• Prompt:
Only the lines from the line holding "the wooden chair" to the last line should be output, each exactly as given.

• Items:

* Start *

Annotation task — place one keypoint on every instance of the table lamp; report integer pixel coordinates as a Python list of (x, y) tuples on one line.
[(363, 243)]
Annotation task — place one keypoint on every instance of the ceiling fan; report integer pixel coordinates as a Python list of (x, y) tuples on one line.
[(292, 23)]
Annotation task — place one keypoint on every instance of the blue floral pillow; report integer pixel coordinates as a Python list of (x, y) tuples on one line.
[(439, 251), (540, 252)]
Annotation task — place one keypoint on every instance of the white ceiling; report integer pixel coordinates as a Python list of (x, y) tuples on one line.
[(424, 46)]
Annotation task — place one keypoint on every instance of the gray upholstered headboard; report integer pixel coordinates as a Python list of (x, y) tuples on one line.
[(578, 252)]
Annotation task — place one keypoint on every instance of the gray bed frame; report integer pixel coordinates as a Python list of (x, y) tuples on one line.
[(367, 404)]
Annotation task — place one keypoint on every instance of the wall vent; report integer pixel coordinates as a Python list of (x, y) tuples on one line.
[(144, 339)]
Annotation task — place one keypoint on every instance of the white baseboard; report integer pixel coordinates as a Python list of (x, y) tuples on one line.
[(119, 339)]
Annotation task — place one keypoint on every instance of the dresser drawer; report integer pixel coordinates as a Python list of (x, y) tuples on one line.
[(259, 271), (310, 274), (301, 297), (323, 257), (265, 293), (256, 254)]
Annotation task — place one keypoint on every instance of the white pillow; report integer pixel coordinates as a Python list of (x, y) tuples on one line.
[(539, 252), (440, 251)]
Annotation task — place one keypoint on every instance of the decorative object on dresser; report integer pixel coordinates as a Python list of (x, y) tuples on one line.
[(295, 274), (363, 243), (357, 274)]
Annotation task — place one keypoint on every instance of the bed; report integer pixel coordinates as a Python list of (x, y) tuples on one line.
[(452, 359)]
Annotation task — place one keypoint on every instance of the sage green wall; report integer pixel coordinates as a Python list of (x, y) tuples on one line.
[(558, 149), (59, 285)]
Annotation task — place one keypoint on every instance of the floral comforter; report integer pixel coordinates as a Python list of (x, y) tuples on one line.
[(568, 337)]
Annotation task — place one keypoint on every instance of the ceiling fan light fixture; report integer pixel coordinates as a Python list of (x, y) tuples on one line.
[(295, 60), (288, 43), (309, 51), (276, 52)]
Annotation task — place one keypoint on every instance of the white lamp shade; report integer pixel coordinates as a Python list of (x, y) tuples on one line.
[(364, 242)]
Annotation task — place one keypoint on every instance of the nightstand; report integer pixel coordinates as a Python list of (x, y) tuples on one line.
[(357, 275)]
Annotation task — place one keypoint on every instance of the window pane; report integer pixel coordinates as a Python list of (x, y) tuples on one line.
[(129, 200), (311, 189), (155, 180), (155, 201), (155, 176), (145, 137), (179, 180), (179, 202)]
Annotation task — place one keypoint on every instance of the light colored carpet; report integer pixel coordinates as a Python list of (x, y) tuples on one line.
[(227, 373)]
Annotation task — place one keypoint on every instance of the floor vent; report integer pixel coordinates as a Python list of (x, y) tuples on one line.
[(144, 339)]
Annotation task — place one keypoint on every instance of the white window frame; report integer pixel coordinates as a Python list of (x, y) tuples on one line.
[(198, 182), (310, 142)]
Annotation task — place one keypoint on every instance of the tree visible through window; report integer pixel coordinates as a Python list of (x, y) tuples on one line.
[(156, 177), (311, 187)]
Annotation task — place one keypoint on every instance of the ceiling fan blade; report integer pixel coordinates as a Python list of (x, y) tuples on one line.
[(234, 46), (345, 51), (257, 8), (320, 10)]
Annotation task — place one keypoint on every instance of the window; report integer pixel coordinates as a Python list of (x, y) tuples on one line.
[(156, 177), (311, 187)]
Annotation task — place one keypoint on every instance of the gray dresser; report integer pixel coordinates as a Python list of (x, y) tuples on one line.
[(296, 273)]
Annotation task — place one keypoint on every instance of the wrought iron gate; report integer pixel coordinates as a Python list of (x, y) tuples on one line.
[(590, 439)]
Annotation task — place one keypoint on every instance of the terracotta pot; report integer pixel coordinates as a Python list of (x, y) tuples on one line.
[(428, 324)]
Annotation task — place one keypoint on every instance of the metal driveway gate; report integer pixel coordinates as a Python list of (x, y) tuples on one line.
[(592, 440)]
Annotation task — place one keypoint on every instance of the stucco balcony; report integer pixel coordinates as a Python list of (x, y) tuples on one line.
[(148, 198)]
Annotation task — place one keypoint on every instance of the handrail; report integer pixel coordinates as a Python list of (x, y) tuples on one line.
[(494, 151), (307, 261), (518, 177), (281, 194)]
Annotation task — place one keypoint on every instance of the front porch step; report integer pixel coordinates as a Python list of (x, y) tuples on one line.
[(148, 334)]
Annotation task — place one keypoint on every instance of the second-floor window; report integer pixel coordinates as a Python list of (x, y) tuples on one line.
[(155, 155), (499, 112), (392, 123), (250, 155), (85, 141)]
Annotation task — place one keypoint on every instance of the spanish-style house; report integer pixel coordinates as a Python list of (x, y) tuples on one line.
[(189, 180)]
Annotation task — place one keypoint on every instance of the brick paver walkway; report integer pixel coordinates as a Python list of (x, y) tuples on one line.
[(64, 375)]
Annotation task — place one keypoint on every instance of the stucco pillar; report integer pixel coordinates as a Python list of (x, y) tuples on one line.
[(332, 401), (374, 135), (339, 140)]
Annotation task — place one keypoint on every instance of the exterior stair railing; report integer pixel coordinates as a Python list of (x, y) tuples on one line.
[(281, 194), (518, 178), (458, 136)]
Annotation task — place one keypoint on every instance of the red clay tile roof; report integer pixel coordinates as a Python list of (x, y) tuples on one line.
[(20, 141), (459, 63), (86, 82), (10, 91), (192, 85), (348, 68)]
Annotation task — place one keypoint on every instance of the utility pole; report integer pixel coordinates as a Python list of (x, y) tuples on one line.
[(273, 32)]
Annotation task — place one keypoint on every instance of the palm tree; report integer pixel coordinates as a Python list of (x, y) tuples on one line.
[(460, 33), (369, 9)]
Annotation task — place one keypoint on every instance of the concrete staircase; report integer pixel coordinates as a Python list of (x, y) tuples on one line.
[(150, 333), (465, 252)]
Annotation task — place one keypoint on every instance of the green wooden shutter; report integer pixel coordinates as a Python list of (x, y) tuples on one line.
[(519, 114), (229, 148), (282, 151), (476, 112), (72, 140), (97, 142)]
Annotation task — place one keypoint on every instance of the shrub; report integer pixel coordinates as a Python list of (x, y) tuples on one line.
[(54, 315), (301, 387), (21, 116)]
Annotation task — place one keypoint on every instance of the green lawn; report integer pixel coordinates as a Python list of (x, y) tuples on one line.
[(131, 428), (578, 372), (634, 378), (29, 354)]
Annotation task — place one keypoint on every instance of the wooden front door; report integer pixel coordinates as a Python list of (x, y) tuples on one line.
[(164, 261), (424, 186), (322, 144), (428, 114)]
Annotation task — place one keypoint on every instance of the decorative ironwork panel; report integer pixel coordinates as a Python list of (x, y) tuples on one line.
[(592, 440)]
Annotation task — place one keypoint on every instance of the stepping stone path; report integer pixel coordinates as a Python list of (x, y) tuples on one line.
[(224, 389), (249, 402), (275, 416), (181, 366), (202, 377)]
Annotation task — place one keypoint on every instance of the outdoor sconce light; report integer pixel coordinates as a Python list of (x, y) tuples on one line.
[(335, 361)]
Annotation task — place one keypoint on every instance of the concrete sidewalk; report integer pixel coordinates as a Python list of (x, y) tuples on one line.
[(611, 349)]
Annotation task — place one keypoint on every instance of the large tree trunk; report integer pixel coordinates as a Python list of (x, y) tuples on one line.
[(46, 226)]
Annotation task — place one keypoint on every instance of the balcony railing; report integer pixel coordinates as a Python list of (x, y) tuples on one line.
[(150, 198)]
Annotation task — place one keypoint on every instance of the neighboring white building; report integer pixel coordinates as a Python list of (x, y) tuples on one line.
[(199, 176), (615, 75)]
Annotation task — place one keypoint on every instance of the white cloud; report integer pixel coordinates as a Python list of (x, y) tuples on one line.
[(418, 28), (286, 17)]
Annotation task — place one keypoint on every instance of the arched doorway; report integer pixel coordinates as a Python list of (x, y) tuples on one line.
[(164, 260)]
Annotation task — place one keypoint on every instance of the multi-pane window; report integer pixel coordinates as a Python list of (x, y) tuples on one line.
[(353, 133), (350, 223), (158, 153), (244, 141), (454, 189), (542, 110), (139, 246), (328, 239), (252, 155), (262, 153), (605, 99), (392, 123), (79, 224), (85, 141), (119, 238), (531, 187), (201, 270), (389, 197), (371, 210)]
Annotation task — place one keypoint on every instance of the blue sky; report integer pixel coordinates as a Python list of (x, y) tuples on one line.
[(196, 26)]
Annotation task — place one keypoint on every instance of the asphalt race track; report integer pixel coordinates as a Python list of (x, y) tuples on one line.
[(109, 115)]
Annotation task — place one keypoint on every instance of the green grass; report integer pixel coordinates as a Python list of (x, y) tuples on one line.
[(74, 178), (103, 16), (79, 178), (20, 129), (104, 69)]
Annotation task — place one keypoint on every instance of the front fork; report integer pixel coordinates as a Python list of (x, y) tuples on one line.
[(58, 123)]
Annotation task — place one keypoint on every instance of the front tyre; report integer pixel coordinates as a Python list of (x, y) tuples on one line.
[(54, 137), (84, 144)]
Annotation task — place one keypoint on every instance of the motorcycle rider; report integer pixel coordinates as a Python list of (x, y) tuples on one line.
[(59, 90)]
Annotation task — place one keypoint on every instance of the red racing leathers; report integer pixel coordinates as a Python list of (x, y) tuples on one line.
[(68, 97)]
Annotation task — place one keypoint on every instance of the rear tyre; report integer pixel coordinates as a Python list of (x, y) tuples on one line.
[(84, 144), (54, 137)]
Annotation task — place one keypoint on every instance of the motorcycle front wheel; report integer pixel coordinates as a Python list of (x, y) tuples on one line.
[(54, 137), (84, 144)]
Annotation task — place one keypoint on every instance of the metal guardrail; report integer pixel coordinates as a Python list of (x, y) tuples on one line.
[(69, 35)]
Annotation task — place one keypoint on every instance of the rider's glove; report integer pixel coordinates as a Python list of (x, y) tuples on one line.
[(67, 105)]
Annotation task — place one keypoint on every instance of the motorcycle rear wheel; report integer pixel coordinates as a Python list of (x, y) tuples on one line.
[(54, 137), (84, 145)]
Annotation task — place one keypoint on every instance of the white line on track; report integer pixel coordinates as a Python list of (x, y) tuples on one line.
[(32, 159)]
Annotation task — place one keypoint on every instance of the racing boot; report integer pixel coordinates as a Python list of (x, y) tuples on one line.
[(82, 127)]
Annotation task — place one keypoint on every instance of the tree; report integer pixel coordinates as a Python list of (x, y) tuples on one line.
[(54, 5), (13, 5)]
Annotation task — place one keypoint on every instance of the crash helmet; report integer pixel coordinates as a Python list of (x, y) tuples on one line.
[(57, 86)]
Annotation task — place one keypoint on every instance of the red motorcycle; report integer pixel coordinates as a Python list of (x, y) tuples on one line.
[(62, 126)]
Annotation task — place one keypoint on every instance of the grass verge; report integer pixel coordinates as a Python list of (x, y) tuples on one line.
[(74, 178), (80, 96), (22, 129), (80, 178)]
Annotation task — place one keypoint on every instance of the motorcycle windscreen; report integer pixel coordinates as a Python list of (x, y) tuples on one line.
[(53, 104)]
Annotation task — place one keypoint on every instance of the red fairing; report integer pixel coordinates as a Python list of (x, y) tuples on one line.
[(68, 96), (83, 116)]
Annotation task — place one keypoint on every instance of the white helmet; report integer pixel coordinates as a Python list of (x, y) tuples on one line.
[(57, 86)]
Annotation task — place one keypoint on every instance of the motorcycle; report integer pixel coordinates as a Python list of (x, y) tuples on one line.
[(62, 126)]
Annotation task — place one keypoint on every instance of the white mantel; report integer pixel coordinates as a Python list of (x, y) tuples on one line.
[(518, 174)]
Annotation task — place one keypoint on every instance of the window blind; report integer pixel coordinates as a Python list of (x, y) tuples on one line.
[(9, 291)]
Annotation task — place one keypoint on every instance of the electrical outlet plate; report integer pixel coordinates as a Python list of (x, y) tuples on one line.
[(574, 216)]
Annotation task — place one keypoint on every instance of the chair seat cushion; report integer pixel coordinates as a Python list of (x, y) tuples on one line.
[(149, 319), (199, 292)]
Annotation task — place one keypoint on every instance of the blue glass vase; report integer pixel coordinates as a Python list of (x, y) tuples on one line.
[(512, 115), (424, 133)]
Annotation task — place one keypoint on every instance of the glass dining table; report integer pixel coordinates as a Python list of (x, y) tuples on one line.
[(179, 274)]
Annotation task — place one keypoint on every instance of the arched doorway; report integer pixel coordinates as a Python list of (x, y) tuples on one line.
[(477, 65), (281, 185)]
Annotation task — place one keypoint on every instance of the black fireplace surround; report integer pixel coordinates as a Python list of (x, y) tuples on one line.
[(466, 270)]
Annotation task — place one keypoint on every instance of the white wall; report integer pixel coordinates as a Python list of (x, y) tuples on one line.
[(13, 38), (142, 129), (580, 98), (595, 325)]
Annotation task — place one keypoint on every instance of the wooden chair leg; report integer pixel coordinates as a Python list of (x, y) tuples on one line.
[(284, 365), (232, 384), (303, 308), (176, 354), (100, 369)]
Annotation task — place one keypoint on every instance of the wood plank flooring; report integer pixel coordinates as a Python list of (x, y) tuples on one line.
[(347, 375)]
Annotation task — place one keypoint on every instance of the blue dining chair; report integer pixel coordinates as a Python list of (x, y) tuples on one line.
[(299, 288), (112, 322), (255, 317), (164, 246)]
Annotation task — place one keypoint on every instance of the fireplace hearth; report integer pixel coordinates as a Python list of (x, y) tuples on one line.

* End *

• Response:
Annotation task — place one keypoint on every instance of the wooden chair leg; report integer pixel coordinates as a Python list of (x, y) tuples on one line.
[(284, 365), (232, 384), (303, 308), (176, 354), (100, 369)]
Annotation task — place one keypoint on every instance of the wood plank flooring; report integer pixel coordinates as a Python list of (x, y) tuples on one line.
[(347, 375)]
Annotation task — place one keypoint on every instance of the blue dining chair; report integer pixel coordinates as a Python list of (x, y) tuples on one line.
[(299, 288), (112, 322), (255, 317), (164, 246)]
Annotation task — place one keypoint on every instance of the fireplace hearth; report integer pixel coordinates as a Python list of (x, y) tuples on one line.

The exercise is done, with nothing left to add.